GOAL A:
Name every country that the passage on the Pamir Highway says the road passes through.

QUOTED PASSAGE:
===
The M41, known informally and more commonly as the Pamir Highway (), is a road traversing the Pamir Mountains through Afghanistan, Uzbekistan, Tajikistan and Kyrgyzstan with a length of over 1,200 km. It is the only continuous route through the difficult terrain of the mountains and is the main supply route to Tajikistan's Gorno-Badakhshan Autonomous Region. The route has been in use for millennia, as there are a limited number of viable routes through the high Pamir Mountains. The road formed one link of the ancient Silk Road trade route. M41 is the Soviet road number, but it only remains as an official designation in post-Soviet Uzbekistan, as confirmed by official decree. Kyrgyzstan and Tajikistan  have passed decrees abolishing Soviet numbering of highways and assigning their own national numbering.
===
DATA FOR THIS TASK:
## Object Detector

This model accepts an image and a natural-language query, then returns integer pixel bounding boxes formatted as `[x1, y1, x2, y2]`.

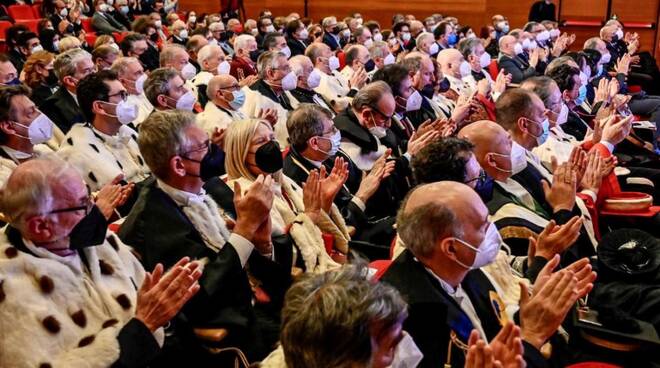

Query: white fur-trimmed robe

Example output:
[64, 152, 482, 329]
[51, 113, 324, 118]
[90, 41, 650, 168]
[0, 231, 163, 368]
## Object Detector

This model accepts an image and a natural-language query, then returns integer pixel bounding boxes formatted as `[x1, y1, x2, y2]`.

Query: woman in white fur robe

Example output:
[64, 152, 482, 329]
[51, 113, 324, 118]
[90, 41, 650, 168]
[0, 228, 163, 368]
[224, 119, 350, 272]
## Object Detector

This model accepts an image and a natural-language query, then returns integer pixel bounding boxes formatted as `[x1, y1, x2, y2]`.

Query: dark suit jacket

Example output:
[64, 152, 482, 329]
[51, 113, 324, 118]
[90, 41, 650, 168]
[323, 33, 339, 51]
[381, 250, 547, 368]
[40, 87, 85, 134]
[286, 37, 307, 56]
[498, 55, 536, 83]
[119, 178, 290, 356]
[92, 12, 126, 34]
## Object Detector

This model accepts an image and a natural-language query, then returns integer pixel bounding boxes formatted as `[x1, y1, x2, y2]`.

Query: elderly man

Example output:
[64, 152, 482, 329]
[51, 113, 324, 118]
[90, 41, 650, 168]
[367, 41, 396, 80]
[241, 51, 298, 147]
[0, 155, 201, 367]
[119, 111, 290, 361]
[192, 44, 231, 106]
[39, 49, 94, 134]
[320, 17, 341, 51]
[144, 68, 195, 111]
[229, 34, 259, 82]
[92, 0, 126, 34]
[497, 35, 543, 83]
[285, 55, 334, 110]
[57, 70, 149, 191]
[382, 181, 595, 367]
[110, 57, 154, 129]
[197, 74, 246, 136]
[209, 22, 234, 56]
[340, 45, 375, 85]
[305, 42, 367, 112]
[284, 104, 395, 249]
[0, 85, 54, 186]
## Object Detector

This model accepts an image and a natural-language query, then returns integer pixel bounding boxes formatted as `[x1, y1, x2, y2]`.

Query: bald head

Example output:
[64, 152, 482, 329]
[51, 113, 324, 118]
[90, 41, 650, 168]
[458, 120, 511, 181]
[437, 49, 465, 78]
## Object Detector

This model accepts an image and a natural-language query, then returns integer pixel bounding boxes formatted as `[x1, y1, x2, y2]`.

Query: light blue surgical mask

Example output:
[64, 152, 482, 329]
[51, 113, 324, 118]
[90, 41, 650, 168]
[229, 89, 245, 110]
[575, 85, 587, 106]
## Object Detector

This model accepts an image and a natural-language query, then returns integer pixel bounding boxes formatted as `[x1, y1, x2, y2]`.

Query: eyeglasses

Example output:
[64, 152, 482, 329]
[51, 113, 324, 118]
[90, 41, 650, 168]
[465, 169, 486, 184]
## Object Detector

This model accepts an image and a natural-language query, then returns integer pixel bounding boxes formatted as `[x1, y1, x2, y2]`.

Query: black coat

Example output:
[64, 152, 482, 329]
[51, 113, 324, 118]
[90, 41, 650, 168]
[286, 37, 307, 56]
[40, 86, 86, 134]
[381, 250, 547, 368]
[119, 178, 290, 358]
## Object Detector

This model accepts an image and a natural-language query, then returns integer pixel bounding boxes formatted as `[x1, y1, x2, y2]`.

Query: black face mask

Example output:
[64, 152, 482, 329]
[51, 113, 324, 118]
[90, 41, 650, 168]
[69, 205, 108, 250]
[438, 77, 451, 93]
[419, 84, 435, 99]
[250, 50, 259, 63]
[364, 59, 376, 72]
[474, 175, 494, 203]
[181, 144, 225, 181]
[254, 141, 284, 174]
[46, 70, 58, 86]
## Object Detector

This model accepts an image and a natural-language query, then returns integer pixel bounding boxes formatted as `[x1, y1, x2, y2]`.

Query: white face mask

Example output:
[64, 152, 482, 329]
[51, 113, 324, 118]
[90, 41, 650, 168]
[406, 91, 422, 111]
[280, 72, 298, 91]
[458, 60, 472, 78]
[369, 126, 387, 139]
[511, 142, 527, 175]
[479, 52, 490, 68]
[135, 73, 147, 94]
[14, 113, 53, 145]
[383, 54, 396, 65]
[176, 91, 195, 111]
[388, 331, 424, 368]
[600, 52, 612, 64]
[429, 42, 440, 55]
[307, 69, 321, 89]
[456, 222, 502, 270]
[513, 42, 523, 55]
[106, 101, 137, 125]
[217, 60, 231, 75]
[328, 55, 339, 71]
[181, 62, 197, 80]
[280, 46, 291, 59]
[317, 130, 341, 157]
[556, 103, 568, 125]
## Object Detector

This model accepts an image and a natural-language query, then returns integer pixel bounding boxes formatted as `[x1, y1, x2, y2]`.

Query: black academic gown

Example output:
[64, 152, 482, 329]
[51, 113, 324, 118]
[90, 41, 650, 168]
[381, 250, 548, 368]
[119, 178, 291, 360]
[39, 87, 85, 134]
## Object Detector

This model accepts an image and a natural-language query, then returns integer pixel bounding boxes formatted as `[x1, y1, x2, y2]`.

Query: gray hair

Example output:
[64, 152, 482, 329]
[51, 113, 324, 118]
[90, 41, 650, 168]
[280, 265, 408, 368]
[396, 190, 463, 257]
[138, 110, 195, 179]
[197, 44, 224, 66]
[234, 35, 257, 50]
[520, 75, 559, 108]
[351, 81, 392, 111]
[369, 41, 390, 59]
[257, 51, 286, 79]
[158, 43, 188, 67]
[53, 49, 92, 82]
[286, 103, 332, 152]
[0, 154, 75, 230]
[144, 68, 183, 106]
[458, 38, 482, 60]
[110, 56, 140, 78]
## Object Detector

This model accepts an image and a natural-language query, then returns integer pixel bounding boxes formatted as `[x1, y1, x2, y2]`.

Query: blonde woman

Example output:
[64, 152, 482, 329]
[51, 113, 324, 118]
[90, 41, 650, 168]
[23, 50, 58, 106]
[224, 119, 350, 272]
===
GOAL B:
Lay out the rows, from their first line up to and including the line containing "[92, 12, 126, 34]", as a numbered list. Omit blank lines and leave out the picture.

FINISHED ANSWER A:
Afghanistan, Uzbekistan, Tajikistan, Kyrgyzstan

FINISHED ANSWER B:
1. ## Object Detector
2. This model accepts an image and a natural-language query, then returns integer pixel bounding boxes formatted as `[x1, y1, x2, y2]`.
3. Query: white fur-trimmed robe
4. Example output:
5. [64, 152, 482, 329]
6. [51, 113, 324, 118]
7. [90, 41, 650, 168]
8. [0, 231, 163, 368]
9. ## Object Detector
10. This model accepts an image and a natural-language query, then returns integer pixel bounding boxes formatted as `[x1, y1, x2, y2]`.
11. Query: woman in white fur robe
12. Example output:
13. [64, 152, 482, 329]
14. [51, 113, 324, 118]
15. [90, 41, 650, 168]
16. [0, 228, 163, 368]
17. [224, 119, 350, 272]
18. ## Object Detector
19. This model accepts an image and a natural-language query, then returns integer pixel bounding boxes formatted as `[x1, y1, x2, y2]`.
20. Query: dark suit jacket
21. Example output:
22. [64, 152, 482, 329]
23. [51, 113, 324, 118]
24. [90, 41, 650, 168]
25. [323, 33, 339, 51]
26. [381, 250, 547, 368]
27. [40, 87, 85, 134]
28. [286, 37, 307, 56]
29. [498, 55, 536, 83]
30. [119, 178, 290, 356]
31. [92, 12, 126, 34]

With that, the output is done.